## WHAT THE TASK REQUIRES
Count the lines below in which "sunlit" appears, then give that number by itself.

Stored items
============
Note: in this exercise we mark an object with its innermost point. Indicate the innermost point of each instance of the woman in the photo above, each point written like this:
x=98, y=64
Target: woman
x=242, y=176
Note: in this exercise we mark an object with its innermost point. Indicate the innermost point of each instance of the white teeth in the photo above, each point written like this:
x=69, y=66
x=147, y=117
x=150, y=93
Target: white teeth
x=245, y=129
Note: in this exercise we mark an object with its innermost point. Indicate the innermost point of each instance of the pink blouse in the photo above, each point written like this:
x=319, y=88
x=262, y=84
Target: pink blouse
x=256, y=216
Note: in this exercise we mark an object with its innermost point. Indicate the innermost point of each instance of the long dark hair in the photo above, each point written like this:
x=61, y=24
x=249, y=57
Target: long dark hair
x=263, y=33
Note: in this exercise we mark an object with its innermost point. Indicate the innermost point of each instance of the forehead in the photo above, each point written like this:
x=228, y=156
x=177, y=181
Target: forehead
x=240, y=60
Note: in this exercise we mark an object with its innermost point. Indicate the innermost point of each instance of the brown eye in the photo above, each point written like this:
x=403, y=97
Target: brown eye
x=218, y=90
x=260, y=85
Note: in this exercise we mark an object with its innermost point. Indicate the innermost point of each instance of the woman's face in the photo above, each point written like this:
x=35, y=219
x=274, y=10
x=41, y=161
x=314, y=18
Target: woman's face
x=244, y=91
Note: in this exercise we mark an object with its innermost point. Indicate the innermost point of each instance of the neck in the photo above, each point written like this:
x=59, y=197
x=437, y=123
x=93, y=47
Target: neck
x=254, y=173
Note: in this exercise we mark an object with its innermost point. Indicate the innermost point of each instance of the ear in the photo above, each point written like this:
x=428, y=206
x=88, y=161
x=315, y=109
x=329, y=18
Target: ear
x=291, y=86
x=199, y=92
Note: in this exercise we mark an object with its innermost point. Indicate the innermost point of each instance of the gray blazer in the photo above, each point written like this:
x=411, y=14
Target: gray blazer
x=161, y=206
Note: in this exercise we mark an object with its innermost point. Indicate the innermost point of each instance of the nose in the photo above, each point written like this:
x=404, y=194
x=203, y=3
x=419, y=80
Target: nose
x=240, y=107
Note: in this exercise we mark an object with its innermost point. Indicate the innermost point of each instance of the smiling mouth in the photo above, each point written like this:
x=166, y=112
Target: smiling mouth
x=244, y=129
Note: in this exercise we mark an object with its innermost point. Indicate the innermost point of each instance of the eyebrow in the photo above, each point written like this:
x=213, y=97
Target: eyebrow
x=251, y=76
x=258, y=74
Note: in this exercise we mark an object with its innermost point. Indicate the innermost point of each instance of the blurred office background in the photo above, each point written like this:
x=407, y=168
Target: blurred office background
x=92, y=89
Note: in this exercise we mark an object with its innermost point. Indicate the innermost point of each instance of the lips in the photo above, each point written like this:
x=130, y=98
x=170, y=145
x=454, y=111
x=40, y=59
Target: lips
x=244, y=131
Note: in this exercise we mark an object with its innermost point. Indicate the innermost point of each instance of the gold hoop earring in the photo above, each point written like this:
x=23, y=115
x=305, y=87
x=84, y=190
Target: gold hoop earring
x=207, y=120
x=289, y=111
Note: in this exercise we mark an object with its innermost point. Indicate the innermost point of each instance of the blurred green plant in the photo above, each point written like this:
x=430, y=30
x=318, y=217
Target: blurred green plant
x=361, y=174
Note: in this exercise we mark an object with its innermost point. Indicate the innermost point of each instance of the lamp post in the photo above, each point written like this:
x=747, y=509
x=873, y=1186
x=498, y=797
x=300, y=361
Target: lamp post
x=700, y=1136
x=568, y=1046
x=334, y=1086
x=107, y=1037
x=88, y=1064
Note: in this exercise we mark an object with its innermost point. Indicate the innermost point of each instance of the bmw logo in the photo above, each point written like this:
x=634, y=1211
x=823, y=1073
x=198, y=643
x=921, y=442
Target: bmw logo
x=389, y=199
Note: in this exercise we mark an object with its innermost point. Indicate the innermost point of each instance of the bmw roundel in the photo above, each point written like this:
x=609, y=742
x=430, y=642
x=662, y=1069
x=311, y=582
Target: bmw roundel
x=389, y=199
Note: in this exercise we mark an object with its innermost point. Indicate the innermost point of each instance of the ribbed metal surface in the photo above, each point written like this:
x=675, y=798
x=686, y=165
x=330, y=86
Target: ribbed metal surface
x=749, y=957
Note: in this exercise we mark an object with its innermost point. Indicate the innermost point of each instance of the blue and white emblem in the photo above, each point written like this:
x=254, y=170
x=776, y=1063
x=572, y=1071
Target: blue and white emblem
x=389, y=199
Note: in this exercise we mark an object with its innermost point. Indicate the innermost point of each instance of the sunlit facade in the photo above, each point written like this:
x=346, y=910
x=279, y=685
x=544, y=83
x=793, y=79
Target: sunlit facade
============
## RESPONSE AREA
2